(Part of a data file)
>>>>

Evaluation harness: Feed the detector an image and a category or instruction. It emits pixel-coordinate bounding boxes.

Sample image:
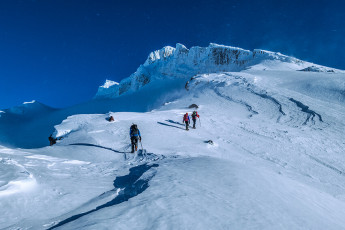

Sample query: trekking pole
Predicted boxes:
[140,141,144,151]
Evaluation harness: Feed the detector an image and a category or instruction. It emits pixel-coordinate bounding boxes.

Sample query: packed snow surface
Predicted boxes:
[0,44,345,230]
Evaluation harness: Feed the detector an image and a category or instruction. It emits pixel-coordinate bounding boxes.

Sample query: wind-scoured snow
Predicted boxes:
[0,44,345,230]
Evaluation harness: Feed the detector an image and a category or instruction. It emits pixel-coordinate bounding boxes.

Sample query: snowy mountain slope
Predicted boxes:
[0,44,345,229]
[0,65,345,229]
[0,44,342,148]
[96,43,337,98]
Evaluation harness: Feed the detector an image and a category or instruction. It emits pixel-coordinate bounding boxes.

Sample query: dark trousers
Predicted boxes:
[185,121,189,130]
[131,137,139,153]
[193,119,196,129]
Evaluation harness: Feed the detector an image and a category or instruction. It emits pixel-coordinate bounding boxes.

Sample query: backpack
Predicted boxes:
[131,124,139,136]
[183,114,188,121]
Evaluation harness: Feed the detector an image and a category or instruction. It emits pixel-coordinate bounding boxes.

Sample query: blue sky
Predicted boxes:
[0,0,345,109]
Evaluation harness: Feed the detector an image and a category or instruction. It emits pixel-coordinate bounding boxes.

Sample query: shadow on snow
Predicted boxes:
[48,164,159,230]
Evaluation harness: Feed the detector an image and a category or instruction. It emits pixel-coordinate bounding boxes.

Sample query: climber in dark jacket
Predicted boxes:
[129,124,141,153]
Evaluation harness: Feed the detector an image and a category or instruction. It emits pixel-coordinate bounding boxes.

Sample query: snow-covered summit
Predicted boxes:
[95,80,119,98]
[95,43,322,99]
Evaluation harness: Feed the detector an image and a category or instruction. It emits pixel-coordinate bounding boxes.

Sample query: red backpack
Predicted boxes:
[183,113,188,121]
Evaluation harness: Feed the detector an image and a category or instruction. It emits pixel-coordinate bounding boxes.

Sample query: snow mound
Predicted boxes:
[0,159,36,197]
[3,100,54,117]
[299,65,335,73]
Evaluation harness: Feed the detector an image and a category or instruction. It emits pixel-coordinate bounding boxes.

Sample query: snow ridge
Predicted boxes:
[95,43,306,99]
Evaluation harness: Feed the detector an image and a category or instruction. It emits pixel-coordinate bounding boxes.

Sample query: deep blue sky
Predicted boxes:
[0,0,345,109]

<<<<
>>>>

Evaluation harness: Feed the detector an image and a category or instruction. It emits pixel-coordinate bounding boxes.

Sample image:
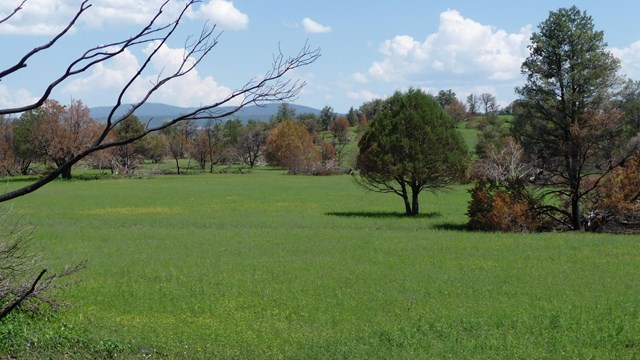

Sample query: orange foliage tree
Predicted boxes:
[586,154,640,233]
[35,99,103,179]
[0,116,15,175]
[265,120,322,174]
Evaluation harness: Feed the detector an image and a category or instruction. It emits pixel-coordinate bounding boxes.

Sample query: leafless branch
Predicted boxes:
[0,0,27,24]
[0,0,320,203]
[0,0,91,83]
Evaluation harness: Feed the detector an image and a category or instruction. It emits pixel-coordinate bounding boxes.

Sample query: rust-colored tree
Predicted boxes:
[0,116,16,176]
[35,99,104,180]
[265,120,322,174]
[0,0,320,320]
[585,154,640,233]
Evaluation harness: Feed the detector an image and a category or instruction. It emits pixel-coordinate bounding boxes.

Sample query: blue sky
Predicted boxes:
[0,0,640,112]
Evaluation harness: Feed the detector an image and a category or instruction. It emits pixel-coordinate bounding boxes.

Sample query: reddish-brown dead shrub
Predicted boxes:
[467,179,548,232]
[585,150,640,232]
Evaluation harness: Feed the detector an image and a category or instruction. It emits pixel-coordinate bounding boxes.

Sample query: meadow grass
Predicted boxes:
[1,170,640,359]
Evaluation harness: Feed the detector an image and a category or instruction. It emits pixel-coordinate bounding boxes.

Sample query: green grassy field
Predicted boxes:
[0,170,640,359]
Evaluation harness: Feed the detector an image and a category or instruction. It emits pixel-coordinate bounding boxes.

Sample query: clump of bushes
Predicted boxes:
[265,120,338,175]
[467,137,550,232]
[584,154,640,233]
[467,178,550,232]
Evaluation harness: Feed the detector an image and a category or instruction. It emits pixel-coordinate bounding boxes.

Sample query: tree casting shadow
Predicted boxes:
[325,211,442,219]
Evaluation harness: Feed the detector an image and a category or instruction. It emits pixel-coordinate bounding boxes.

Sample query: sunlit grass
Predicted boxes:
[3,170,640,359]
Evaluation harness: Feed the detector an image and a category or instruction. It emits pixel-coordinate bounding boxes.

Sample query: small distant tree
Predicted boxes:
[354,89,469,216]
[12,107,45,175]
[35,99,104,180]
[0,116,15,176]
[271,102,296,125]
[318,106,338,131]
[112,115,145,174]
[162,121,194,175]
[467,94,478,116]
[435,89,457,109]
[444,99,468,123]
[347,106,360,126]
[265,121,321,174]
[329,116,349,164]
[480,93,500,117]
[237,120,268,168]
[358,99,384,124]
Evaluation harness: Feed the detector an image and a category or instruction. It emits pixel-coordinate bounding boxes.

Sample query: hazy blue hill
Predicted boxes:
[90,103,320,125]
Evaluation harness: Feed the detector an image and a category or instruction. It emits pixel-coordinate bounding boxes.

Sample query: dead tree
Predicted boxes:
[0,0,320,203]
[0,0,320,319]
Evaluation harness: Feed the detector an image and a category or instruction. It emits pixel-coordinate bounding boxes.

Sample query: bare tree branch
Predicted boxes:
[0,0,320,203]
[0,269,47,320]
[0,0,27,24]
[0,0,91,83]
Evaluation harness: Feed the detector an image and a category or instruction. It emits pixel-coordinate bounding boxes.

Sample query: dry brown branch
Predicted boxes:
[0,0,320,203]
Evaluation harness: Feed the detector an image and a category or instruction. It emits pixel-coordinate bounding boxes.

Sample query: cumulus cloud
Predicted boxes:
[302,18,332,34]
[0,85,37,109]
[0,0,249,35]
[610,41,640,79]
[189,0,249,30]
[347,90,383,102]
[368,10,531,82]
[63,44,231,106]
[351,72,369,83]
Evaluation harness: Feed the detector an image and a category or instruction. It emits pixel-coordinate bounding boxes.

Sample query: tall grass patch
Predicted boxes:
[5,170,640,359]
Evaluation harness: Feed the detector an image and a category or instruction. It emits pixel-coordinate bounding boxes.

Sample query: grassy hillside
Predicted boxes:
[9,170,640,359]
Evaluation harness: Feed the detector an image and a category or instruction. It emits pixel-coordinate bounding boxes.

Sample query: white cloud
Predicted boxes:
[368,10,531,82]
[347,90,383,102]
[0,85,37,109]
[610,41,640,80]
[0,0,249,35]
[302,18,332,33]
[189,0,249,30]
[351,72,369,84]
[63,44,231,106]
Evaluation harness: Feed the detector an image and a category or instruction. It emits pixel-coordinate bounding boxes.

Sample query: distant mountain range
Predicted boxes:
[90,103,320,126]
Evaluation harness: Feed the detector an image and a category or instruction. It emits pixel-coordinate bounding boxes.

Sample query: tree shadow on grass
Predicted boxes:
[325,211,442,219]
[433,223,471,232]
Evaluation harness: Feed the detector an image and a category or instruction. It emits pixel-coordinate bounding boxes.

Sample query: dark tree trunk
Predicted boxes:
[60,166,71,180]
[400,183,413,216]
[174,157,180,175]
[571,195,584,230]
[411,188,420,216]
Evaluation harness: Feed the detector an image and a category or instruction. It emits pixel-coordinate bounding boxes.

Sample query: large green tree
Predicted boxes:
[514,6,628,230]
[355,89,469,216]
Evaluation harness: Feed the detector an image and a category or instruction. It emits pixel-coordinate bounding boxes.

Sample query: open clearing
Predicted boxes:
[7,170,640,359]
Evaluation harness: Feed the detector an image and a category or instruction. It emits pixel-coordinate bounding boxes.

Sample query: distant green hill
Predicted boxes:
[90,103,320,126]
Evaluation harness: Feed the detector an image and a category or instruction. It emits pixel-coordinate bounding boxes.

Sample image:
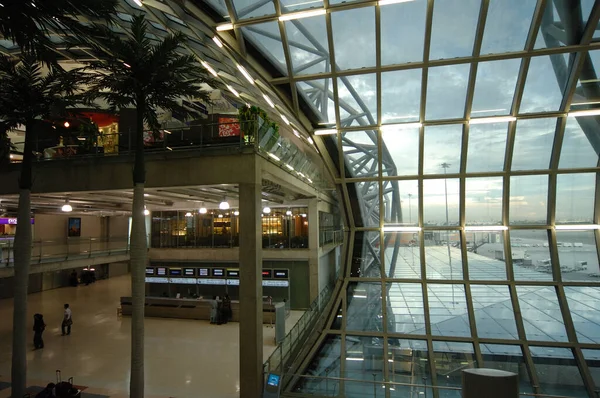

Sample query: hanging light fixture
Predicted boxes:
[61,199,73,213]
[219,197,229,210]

<<<<
>>>>

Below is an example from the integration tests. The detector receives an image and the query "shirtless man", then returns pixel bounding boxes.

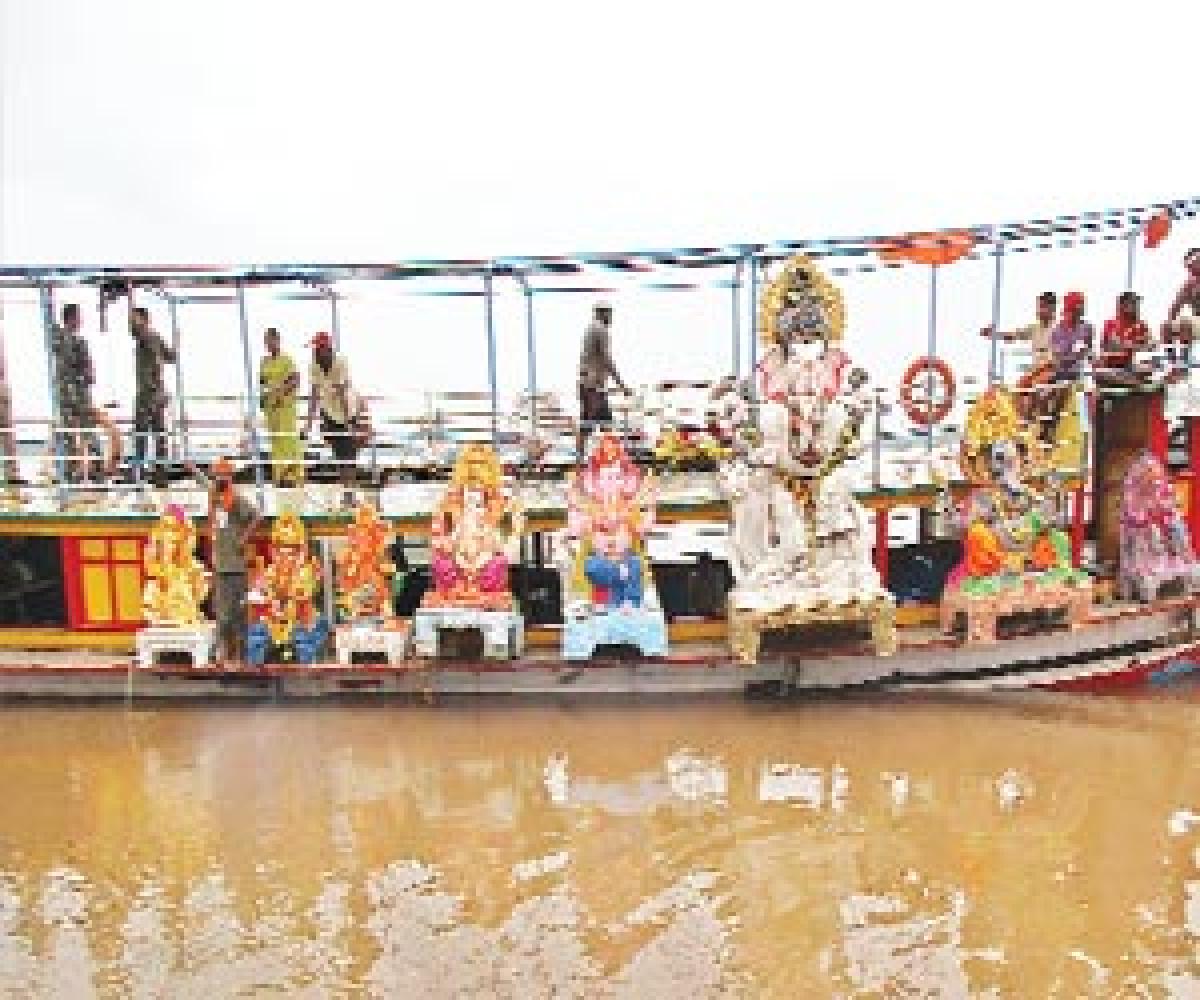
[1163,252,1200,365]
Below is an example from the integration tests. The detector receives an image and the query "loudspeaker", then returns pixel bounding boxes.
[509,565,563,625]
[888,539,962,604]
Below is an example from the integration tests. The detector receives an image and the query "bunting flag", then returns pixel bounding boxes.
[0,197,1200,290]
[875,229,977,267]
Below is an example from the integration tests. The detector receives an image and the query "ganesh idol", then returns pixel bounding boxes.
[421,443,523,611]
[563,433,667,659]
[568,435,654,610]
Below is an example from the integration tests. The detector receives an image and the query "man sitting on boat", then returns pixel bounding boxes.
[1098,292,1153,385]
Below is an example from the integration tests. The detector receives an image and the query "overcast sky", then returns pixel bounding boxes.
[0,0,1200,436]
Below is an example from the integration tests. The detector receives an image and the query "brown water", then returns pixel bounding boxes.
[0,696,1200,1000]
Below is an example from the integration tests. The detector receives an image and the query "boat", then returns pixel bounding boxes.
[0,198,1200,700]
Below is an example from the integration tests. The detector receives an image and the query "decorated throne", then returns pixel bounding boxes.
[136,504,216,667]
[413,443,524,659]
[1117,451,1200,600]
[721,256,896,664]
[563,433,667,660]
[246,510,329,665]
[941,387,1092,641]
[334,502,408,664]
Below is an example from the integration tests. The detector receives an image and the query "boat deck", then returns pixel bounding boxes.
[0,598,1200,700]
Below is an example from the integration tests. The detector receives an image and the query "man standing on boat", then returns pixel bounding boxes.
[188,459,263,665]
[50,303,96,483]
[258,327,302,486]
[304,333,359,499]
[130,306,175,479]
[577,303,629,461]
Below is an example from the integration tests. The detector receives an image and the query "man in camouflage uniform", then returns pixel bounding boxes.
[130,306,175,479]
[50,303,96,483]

<<<<

_What needs to be done_
Report how many lines of the records above contain the string "tree", matching case exactly. Give only the number.

_The response_
9